> _REQUIRED TASKS_:
A: In the adoption account, what had the Whitlam government introduced two years before Carol gave birth?
B: Pick up the adoption account after its final sentence and carry it forward.

Had anybody asked Carol, she would not have consented to her baby being taken away. These young girls were subjected to immense emotional pressure and coerced. “All those women are told the whole time that you are a bad person and don’t deserve this child. Religion, the stigma of being unmarried, and having a child out of wedlock were all factors,” says Carol.

The girls Carol knew were told they were unfit to be mothers, that they could not support a child, they were inadequate, immoral. Carol gave birth to her son in 1975 with no idea that the Whitlam government had introduced a supporting mothers’ benefit two years earlier. In a less archaic place, she could have had a chance at supporting him.

“It wasn’t even an option for me. It was like a conveyor belt. You just went in and went out. I never got an opportunity to keep the baby. We were like mushrooms put in that place and we had to fend for ourselves. You lost all rights to have any contact and the birth certificate was changed to the baby being born to the adopting family, in what was called closed adoptions.

[Shape boundary entries]
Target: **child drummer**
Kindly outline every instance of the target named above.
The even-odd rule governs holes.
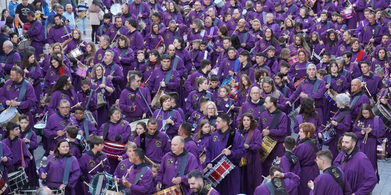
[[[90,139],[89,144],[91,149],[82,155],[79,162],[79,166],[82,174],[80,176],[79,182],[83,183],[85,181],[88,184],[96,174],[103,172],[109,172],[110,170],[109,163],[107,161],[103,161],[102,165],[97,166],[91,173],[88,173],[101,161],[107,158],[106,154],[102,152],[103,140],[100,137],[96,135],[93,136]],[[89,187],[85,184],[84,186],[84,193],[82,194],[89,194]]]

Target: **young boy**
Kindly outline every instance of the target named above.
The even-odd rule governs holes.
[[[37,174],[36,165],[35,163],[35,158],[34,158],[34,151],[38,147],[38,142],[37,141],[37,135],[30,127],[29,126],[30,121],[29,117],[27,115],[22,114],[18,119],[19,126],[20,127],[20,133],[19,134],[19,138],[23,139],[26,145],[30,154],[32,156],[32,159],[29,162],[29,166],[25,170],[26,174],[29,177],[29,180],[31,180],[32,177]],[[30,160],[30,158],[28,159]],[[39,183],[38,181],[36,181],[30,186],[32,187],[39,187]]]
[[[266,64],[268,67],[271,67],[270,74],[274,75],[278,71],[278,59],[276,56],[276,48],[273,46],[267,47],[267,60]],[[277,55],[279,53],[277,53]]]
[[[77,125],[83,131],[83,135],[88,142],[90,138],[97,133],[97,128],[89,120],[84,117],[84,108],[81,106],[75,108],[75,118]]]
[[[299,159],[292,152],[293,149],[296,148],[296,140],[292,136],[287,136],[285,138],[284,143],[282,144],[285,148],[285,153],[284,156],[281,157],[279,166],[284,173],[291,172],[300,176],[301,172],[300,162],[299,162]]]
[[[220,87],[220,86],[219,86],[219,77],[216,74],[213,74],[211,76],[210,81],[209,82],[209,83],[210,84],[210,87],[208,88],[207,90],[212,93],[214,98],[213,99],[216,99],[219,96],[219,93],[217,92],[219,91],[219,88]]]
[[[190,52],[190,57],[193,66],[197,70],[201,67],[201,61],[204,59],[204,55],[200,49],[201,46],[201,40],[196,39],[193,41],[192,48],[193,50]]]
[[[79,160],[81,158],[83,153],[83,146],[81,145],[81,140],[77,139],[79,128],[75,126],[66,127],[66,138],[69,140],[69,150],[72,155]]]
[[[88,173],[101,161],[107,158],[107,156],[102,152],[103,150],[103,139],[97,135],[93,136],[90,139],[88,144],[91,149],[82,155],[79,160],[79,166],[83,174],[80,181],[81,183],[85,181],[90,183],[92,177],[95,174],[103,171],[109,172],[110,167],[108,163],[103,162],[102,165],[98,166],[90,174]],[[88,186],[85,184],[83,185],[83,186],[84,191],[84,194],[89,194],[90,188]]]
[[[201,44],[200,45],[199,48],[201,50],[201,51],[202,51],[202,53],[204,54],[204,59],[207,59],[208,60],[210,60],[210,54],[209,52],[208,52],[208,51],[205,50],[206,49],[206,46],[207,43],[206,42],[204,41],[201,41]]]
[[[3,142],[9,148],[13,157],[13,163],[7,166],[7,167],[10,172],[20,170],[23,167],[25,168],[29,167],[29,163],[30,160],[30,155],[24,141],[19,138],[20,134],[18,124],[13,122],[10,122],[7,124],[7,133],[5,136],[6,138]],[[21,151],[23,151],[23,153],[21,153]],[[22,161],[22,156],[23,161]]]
---
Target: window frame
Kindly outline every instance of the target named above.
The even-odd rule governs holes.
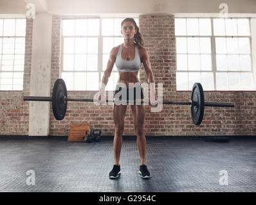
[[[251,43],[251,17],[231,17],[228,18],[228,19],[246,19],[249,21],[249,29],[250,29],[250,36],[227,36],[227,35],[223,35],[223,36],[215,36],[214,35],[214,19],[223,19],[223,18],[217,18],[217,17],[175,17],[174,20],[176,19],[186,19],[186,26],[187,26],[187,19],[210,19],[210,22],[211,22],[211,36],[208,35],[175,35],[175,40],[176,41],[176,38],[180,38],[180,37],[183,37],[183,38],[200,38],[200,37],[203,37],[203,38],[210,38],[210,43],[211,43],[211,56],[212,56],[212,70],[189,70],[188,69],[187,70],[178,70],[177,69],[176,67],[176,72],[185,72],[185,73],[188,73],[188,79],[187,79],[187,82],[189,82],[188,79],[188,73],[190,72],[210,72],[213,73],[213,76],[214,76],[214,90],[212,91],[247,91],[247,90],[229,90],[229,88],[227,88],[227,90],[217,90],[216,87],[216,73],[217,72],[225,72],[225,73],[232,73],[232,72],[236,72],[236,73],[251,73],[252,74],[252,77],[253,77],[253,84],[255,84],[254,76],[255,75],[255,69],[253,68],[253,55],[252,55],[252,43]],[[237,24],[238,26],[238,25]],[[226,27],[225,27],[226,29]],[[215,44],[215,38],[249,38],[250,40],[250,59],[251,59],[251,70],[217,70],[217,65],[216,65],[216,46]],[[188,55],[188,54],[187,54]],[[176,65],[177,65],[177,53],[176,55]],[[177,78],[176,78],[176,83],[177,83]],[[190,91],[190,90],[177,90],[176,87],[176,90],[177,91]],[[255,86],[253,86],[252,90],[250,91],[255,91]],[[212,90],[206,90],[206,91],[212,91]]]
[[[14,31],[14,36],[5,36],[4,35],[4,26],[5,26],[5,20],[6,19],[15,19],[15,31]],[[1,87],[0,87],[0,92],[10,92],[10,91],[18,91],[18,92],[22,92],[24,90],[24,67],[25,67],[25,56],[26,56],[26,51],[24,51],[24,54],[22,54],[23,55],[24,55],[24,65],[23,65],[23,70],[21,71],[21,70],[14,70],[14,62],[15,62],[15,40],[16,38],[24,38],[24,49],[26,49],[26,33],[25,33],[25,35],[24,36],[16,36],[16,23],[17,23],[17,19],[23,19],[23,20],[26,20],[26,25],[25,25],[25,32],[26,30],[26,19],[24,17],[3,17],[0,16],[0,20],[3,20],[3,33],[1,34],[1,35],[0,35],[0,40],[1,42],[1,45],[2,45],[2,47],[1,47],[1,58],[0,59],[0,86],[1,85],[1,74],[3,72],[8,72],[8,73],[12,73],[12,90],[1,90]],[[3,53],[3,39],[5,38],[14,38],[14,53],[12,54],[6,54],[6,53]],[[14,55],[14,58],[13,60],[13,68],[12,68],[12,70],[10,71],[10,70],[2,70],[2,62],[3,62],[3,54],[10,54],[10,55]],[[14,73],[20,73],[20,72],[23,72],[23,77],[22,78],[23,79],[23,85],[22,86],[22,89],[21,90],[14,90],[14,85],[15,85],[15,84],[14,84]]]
...
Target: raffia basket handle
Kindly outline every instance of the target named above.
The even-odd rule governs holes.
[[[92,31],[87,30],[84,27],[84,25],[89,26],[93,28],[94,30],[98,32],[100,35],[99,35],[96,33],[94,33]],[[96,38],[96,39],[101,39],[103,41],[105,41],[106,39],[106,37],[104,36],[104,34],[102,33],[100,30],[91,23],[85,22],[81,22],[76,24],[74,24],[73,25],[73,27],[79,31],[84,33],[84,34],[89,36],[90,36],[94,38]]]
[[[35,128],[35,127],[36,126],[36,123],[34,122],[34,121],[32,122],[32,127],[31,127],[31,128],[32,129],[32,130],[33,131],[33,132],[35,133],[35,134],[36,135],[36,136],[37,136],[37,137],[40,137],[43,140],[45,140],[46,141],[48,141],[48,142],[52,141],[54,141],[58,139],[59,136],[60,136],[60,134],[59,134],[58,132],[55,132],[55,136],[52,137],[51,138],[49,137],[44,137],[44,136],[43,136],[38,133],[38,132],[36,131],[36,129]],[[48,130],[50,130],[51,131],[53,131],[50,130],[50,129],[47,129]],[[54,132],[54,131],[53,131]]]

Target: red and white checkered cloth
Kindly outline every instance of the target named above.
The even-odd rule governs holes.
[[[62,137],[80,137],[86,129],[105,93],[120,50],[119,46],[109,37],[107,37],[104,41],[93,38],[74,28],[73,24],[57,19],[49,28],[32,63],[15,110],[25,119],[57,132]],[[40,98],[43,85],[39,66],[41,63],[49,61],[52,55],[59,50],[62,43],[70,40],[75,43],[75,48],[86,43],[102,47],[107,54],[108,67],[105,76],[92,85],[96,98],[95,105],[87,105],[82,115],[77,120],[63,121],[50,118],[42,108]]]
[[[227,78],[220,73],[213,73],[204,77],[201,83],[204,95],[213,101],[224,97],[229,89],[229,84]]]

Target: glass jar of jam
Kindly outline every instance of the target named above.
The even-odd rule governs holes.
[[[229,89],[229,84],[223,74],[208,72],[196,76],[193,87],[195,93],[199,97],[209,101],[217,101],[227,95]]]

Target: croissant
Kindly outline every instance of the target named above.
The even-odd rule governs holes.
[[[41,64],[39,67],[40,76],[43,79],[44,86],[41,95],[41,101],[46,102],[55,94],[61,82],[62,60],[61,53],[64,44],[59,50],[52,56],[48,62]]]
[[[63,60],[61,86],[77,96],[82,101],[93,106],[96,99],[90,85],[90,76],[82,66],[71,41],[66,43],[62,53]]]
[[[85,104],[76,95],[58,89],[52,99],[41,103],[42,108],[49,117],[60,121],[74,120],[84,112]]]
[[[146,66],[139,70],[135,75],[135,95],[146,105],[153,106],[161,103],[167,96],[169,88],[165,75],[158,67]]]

> _EXERCISE RESPONSES_:
A: A supporting mothers' benefit.

B:
“It was illegal, I was a minor,” Carol adds, but from the 1950s through to 1980 it is estimated that around 200,000 newborn babies were torn away from vulnerable young women in forced adoptions.

That is a lot of grief, trauma and loss for a lot of people over a lot of years: mothers not knowing where their defenceless children were, not able to protect them, not knowing if they were being properly looked after; and children growing up not really relating to their adoptive parents, struggling for identity. It’s a lot of heartbreak.